* _Extracted entries_
========

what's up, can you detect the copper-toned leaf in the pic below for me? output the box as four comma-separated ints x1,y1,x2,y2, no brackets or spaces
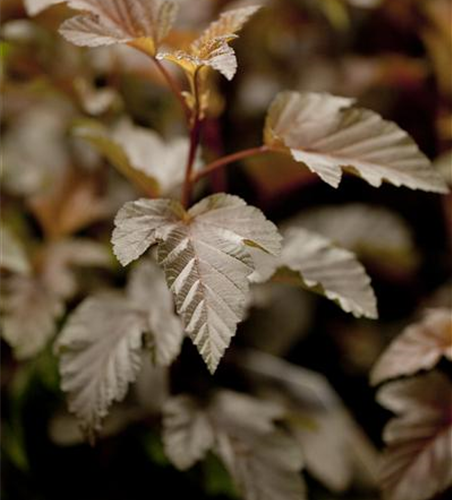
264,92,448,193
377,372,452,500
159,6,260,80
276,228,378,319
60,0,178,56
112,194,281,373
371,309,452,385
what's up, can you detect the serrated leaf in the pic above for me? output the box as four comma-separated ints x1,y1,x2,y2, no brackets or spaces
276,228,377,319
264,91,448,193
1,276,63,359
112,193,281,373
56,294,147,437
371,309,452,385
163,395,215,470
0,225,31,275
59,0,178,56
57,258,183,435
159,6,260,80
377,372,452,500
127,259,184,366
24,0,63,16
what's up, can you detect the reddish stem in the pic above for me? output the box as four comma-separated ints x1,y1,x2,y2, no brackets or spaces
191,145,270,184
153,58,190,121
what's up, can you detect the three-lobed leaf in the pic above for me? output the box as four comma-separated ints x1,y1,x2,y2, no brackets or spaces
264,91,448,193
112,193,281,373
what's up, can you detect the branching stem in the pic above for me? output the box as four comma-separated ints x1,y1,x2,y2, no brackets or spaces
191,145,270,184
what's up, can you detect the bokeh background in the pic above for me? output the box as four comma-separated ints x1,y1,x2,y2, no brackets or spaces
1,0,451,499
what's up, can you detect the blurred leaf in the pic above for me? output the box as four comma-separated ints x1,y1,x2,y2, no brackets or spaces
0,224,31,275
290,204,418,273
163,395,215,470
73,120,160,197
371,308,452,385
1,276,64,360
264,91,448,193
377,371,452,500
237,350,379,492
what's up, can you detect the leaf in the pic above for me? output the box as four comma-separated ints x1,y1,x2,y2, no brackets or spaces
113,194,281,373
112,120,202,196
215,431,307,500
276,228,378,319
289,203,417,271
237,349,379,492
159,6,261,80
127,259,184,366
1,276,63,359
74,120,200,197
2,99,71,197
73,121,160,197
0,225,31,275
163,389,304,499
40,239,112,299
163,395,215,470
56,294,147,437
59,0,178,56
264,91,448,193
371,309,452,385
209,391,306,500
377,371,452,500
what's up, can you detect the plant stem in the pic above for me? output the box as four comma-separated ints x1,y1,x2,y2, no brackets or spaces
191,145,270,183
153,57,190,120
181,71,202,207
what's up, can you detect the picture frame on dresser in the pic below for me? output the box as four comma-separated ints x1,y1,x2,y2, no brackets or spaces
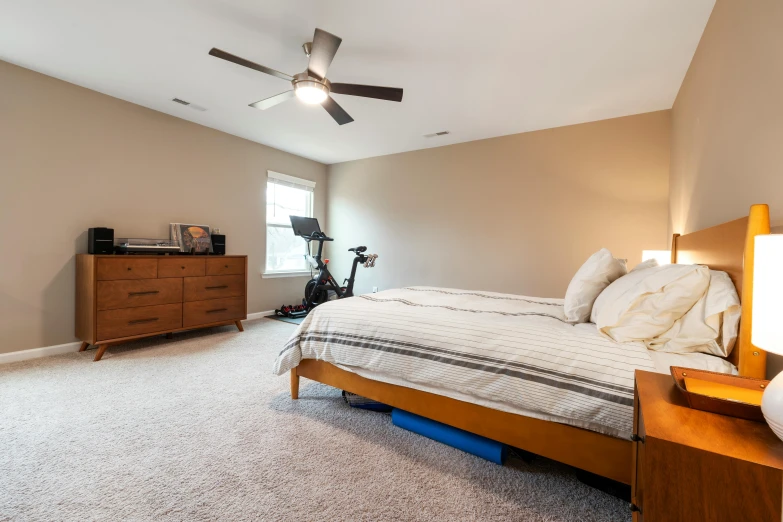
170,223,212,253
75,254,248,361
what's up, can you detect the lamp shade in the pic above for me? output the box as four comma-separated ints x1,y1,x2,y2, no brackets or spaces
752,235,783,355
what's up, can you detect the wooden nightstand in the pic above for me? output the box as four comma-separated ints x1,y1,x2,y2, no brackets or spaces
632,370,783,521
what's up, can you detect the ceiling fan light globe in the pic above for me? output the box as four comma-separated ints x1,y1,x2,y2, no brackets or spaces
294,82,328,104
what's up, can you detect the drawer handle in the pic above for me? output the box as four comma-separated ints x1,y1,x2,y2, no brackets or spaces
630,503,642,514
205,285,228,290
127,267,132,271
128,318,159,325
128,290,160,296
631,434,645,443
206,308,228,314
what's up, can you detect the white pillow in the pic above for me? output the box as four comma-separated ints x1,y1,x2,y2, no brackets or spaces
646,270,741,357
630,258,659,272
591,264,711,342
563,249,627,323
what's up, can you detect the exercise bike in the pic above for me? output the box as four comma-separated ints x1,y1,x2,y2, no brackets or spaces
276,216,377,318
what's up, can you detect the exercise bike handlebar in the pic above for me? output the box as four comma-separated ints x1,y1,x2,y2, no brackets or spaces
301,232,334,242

========

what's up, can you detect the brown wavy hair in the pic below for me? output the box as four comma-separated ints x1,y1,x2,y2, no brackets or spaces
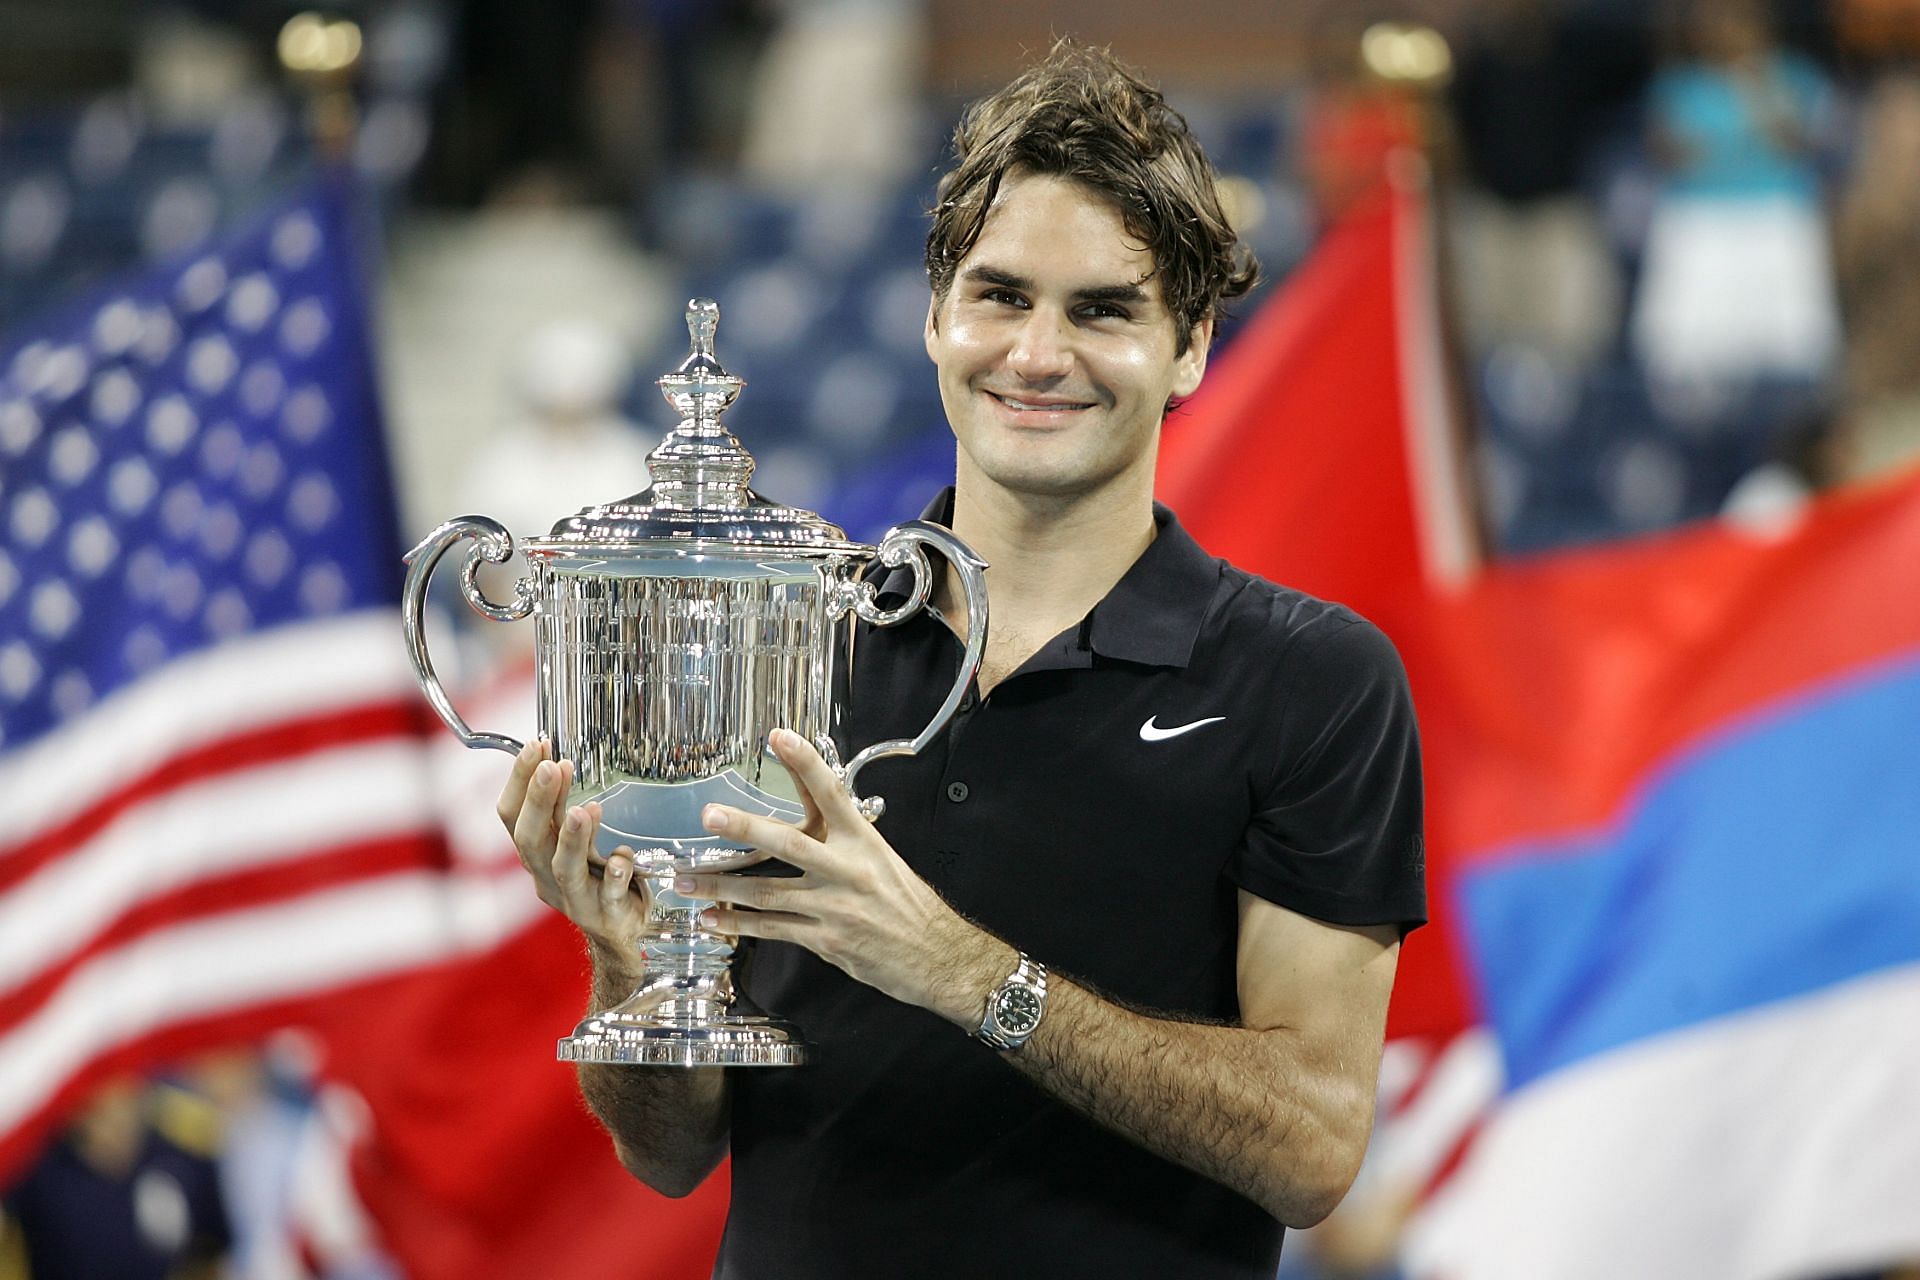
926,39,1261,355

========

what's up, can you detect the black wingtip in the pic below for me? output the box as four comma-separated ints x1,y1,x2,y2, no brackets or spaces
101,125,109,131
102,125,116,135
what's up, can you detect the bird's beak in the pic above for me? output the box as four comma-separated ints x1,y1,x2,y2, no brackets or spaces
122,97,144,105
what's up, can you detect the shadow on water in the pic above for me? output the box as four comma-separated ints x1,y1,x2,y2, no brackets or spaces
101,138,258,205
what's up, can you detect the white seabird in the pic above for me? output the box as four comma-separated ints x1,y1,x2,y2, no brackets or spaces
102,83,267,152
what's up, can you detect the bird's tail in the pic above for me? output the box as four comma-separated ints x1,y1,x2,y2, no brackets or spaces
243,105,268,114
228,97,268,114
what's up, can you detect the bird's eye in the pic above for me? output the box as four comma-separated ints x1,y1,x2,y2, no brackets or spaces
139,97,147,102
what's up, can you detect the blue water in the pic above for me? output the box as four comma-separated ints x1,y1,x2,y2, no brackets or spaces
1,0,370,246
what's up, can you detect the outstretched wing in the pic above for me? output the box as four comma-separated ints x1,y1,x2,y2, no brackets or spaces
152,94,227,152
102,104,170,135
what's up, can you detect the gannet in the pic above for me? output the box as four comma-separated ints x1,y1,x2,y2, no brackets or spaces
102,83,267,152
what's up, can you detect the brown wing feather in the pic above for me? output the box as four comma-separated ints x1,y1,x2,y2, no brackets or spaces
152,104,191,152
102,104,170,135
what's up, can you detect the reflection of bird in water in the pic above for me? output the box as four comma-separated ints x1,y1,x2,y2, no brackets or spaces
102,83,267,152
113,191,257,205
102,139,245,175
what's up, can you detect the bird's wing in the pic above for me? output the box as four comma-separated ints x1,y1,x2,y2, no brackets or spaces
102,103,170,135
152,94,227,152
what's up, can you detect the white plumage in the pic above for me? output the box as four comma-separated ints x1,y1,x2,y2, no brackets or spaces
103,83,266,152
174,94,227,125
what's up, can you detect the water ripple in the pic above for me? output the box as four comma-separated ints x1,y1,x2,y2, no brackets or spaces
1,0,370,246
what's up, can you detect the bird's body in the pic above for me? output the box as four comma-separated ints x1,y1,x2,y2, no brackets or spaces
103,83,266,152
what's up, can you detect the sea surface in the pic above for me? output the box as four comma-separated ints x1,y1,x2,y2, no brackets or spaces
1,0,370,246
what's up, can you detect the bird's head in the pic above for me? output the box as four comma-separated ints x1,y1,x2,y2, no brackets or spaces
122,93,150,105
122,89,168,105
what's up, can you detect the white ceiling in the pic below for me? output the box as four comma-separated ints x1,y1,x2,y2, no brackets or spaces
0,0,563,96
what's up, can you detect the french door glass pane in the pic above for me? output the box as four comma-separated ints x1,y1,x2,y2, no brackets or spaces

========

* _What is being asked_
Repeat, word for word, the lines above between the line holding "what's up, can you detect the bird's body" and the line holding "what's up, can you detect the french", inclusive; omit everything else.

* _Output of the task_
what's up, can you detect the bird's body in the pic above for me? output the box as four comma-separated ints x1,y1,x2,y2, no brackets or spaces
103,83,266,152
what's up, can you detect the sea surface in the pic above for me? output the box as four comma-separated ints x1,y1,x2,y2, no brackets or spaces
1,0,370,246
what's up, can you detect the bird's head in the pic above for me? output the box as four comma-separated ints x1,y1,x2,y2, no brackets or spaces
122,93,150,105
122,89,168,105
what's up, can you detect the white ceiling in the pic below for me? output the box as four comma-separated ints x1,y1,x2,y2, no brackets or spaces
0,0,563,96
what's up, can you detect the french door glass pane in the pic above for me? output the box as four comma-separated ints x1,y1,x2,y2, no brackets or spaces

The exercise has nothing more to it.